- [Short problem A]: Extract the entries from the line containing "the cat's tail" through the end of the entries, both ends included, and reproduce those lines verbatim.
■ ■ ■
Damage Assessment of Reinforced Concrete Slabs Using Acoustic Emission and Numerical Modeling

Mohamad Almansouri; Abusaif Ishteewi Almansouri; Manssour Bin Miskeen Almansouri

doi:10.65568/gujes.2026.020111

Authors

Mohamad Almansouri Wadi Al-Shati University Author https://orcid.org/0009-0002-8757-7314
Abusaif Ishteewi Almansouri Wadi Al-Shati University Author
Manssour Bin Miskeen Almansouri Wadi Al-Shati University Author

DOI:

https://doi.org/10.65568/gujes.2026.020111

Keywords:

Acoustic emission; Reinforced concrete slabs; Finite element modeling; Damage assessment; Crack development; Structural behavior

Abstract

This study presents an experimental and numerical investigation of damage development in reinforced concrete slabs subjected to monotonic loading. Acoustic emission (AE) monitoring was used to evaluate crack initiation and progression during loading. Time–frequency analysis techniques were applied to characterize changes in the frequency content of AE signals associated with damage evolution. The experimental results showed clear variations in acoustic emission characteristics as cracking developed and localized within the slab.
■ ■ ■
- [Short problem B]: According to the abstract on damage in reinforced concrete slabs, why were time–frequency analysis techniques applied?

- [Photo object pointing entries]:
■ ■ ■
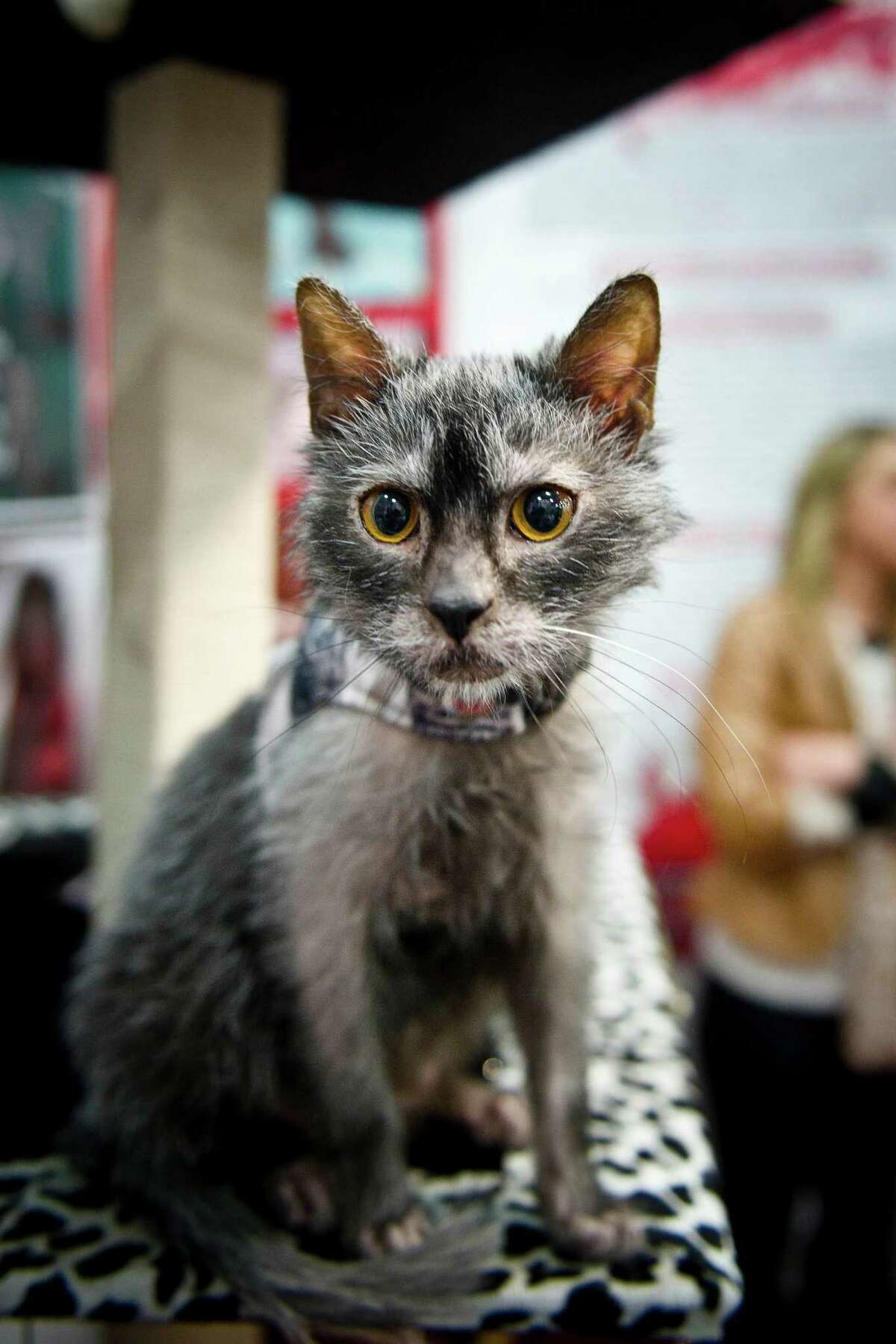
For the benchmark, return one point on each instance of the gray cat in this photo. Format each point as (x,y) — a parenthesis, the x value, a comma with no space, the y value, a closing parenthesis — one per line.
(343,880)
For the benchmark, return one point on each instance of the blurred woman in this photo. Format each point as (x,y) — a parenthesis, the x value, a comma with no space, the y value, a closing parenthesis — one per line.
(798,909)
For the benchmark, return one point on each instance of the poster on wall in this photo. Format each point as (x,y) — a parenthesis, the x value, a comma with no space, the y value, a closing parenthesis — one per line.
(385,260)
(762,198)
(55,253)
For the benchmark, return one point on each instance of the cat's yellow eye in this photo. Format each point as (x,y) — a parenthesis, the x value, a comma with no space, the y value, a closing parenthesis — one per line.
(388,514)
(543,512)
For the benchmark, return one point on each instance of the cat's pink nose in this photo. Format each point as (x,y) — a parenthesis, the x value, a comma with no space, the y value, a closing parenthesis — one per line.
(457,617)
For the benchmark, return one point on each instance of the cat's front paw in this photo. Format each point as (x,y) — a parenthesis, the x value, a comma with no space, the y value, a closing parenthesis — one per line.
(615,1234)
(304,1196)
(395,1234)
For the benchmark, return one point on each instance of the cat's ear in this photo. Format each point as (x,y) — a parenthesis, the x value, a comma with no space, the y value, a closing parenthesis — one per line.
(610,359)
(346,361)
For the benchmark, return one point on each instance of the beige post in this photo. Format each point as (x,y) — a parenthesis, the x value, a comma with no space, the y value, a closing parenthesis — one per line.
(191,547)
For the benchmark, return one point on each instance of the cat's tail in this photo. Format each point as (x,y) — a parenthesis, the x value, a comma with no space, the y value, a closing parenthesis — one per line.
(430,1284)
■ ■ ■
- [Exercise response A]:
For the benchmark, return one point on each instance of the cat's tail in this photo. Format each point as (x,y) — a parenthesis, the x value, a comma with no space, the y value, a closing parenthesis — one per line.
(430,1284)

- [Exercise response B]: They were applied to characterize changes in the frequency content of the acoustic emission signals associated with damage evolution.